- [ВАША ЗАДАЧА]: Перепишите без изменений строки списка, начиная с самой первой и заканчивая строкой, содержащей «<point>145,85</point>», включительно.

^^^^^^^^

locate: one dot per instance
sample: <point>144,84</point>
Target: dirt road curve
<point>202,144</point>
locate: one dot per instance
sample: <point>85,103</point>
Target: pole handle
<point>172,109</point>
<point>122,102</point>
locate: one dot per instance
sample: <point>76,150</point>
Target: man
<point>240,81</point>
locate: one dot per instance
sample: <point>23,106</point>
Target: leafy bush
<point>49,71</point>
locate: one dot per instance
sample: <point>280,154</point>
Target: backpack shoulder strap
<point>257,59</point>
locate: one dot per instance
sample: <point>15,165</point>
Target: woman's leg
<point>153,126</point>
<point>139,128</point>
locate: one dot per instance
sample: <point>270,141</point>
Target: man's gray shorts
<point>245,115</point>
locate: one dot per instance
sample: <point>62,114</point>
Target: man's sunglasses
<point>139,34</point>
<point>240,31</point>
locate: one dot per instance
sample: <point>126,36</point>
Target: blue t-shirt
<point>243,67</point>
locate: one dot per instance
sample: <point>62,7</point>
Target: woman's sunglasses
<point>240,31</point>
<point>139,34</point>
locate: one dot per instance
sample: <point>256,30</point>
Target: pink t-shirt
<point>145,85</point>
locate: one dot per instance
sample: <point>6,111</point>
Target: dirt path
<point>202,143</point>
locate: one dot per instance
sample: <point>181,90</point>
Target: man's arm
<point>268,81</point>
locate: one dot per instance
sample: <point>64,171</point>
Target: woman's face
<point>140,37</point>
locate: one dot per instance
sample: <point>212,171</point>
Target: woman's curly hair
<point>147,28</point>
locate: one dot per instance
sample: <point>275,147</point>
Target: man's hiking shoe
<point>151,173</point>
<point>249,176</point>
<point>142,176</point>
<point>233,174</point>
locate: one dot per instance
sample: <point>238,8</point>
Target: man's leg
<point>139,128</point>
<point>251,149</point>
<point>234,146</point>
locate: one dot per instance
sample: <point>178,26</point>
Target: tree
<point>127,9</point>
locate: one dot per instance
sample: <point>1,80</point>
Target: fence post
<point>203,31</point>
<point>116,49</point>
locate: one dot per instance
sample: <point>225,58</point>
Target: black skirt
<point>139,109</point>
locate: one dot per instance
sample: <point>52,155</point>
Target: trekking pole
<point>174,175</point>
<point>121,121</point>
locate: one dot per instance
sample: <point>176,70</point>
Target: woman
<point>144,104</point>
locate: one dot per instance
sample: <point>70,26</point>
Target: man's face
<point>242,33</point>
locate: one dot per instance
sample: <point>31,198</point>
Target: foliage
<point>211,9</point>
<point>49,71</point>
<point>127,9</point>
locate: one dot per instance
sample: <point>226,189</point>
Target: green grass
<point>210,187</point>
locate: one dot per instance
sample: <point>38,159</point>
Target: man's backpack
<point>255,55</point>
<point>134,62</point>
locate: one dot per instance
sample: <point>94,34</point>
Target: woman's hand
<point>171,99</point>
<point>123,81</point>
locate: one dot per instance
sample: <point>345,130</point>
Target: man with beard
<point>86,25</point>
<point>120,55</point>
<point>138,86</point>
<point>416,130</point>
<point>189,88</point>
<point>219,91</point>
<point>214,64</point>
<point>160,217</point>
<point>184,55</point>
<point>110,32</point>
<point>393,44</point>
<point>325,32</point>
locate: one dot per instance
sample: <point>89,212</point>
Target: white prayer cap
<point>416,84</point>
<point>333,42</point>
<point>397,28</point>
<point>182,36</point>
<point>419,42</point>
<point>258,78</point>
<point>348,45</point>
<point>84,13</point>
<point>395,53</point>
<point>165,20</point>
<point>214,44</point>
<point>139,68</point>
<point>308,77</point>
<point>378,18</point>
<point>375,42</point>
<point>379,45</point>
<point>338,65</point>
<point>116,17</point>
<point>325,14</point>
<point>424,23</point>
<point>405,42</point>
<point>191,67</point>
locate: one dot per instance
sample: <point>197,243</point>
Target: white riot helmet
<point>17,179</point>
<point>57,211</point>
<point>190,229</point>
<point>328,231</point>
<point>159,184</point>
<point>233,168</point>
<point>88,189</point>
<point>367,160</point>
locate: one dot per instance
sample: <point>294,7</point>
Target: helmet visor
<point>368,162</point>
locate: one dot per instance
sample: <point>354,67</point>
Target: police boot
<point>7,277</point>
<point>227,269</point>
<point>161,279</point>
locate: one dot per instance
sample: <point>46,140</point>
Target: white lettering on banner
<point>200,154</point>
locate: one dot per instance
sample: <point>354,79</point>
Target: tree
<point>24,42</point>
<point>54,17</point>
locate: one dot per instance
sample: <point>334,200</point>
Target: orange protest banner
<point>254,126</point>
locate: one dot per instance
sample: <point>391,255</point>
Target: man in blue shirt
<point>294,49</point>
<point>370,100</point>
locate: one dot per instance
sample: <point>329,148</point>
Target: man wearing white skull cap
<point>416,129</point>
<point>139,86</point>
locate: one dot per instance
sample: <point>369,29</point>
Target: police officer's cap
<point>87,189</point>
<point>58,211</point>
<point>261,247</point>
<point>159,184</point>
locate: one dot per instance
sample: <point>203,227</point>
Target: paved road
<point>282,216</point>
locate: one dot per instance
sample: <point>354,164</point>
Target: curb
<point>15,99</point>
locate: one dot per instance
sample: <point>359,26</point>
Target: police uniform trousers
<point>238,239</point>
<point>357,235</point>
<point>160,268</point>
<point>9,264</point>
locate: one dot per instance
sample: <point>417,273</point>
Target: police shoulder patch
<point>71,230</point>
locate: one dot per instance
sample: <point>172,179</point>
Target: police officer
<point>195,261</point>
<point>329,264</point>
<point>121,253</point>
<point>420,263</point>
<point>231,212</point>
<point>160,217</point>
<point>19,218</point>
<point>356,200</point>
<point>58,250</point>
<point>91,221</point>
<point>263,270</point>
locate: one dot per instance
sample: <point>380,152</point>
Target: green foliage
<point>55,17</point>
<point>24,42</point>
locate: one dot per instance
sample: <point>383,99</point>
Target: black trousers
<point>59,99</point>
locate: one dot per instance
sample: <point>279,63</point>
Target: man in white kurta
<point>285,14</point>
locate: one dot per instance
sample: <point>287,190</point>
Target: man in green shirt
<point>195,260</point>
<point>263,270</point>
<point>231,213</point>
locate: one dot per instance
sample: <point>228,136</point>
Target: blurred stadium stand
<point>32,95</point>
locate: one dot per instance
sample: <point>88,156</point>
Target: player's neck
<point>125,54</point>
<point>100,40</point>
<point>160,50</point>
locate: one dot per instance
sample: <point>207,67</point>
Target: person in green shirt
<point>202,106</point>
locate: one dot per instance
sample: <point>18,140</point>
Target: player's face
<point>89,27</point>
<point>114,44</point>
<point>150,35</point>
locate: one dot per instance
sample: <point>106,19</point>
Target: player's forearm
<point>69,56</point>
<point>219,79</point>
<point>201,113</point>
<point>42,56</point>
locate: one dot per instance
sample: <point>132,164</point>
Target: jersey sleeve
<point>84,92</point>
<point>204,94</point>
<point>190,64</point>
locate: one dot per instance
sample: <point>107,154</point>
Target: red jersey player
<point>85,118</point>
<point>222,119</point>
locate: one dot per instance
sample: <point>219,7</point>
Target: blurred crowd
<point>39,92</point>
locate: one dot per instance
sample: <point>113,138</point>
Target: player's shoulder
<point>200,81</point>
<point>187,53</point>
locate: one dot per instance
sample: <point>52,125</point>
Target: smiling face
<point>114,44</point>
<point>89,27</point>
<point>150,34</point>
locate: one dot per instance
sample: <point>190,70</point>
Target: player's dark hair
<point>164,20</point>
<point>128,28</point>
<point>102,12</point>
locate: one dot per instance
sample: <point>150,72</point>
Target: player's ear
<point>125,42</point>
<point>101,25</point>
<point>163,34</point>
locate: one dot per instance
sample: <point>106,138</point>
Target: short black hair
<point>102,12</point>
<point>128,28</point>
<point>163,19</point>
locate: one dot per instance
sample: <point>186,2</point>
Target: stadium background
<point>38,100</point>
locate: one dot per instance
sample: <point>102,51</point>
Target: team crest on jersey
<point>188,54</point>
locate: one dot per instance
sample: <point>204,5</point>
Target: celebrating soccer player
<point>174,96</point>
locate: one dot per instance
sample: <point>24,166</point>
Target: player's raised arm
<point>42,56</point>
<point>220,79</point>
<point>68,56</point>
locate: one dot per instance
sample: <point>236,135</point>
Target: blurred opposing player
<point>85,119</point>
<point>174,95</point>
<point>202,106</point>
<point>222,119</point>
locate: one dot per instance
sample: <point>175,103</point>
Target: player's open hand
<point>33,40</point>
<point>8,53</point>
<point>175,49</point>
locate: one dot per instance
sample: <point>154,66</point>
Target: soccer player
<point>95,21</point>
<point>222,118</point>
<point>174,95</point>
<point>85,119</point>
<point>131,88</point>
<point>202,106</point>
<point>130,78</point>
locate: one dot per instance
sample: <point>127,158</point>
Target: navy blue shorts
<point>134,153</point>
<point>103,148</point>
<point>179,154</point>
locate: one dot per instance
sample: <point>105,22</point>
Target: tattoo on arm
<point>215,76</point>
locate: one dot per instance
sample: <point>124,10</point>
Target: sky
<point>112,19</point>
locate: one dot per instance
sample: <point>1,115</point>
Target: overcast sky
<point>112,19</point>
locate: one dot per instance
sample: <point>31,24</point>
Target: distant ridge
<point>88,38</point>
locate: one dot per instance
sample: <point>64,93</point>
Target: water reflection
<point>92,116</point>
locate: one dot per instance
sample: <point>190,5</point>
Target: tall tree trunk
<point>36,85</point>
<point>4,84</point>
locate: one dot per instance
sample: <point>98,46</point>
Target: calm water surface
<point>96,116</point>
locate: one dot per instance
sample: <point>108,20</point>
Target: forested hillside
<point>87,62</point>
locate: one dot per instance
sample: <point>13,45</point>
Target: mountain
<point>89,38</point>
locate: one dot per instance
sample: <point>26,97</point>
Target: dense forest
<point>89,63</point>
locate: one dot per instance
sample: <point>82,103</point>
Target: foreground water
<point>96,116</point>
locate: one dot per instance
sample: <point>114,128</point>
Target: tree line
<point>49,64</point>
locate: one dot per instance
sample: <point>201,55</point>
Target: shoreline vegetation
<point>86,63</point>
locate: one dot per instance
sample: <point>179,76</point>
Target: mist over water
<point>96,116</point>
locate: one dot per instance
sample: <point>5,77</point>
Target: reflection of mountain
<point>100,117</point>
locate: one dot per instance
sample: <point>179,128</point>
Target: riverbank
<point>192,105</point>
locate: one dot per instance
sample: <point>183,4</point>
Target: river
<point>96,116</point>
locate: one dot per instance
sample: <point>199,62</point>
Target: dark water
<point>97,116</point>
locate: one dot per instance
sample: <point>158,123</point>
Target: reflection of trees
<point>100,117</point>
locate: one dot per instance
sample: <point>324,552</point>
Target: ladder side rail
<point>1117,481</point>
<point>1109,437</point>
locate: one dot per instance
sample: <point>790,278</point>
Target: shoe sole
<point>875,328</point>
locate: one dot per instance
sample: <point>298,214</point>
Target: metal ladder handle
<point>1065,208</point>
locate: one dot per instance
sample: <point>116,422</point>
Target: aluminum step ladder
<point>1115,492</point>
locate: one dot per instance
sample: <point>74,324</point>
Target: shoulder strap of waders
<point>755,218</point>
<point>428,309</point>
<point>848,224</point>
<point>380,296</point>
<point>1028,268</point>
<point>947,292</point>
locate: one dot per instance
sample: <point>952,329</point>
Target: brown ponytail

^^^^^^^^

- [ОТВЕТ К УПРАЖНЕНИЮ]:
locate: one dot per instance
sample: <point>144,84</point>
Target: dirt road curve
<point>202,144</point>
locate: one dot per instance
sample: <point>85,103</point>
Target: pole handle
<point>172,109</point>
<point>122,102</point>
locate: one dot per instance
sample: <point>76,150</point>
Target: man
<point>240,81</point>
locate: one dot per instance
sample: <point>23,106</point>
Target: leafy bush
<point>49,71</point>
locate: one dot per instance
sample: <point>280,154</point>
Target: backpack shoulder strap
<point>257,59</point>
locate: one dot per instance
sample: <point>15,165</point>
Target: woman's leg
<point>153,126</point>
<point>139,128</point>
locate: one dot per instance
sample: <point>270,141</point>
Target: man's gray shorts
<point>245,115</point>
locate: one dot per instance
sample: <point>62,114</point>
Target: man's sunglasses
<point>139,34</point>
<point>240,31</point>
locate: one dot per instance
sample: <point>126,36</point>
Target: blue t-shirt
<point>243,67</point>
locate: one dot per instance
sample: <point>62,7</point>
Target: woman's sunglasses
<point>240,31</point>
<point>139,34</point>
locate: one dot per instance
sample: <point>256,30</point>
Target: pink t-shirt
<point>145,85</point>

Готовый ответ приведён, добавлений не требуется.